<<<<
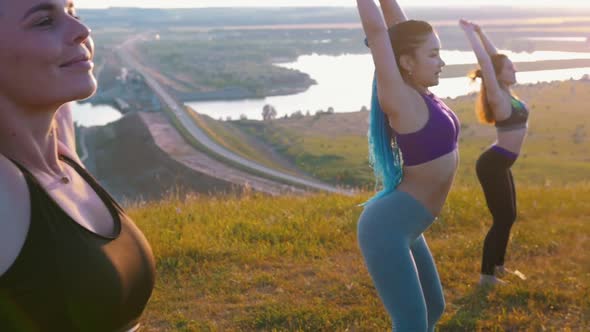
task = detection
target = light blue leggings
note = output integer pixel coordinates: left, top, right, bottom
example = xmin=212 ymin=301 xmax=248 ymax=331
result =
xmin=358 ymin=191 xmax=445 ymax=332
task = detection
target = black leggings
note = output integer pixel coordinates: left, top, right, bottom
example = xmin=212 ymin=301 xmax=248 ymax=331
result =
xmin=476 ymin=147 xmax=516 ymax=275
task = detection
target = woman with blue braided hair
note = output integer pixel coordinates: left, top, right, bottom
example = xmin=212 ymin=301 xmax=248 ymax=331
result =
xmin=357 ymin=0 xmax=460 ymax=332
xmin=459 ymin=20 xmax=529 ymax=286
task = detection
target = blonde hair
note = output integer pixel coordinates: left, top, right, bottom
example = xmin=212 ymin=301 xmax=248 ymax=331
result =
xmin=468 ymin=54 xmax=508 ymax=124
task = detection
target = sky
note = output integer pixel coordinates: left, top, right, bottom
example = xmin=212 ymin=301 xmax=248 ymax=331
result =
xmin=74 ymin=0 xmax=590 ymax=8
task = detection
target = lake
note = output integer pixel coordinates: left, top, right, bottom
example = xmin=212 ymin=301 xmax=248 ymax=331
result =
xmin=72 ymin=103 xmax=122 ymax=127
xmin=187 ymin=51 xmax=590 ymax=119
>>>>
Given request: Reproduce the material above as a numbered list of its lines, covering every block, skipping blank lines and omitting the pictures.

Answer for the task:
1. task = detection
2. target = light blue leggings
3. note = output integer pixel coordinates: left, top, right, bottom
4. example = xmin=212 ymin=301 xmax=248 ymax=331
5. result =
6. xmin=358 ymin=191 xmax=445 ymax=332
7. task = detection
8. target = black leggings
9. note = output integer pixel coordinates: left, top, right, bottom
10. example = xmin=212 ymin=301 xmax=248 ymax=331
11. result =
12. xmin=476 ymin=147 xmax=516 ymax=275
13. task = detection
14. target = woman with blue braided hair
15. note = output integer pixel coordinates: left, top, right, bottom
16. example = xmin=212 ymin=301 xmax=248 ymax=331
17. result =
18. xmin=357 ymin=0 xmax=460 ymax=332
19. xmin=459 ymin=20 xmax=529 ymax=286
20. task = detection
21. target = blonde hair
22. note = output integer pixel coordinates: left, top, right, bottom
23. example = xmin=212 ymin=301 xmax=248 ymax=331
24. result =
25. xmin=468 ymin=54 xmax=508 ymax=124
26. task = detection
27. target = sky
28. note = output integer pixel coordinates: left, top, right, bottom
29. example = xmin=212 ymin=301 xmax=248 ymax=331
30. result =
31. xmin=74 ymin=0 xmax=590 ymax=8
32. task = detection
33. target = lake
34. note = output integer pixel coordinates: left, top, right, bottom
35. example = xmin=212 ymin=301 xmax=248 ymax=331
36. result =
37. xmin=72 ymin=103 xmax=122 ymax=127
38. xmin=187 ymin=51 xmax=590 ymax=119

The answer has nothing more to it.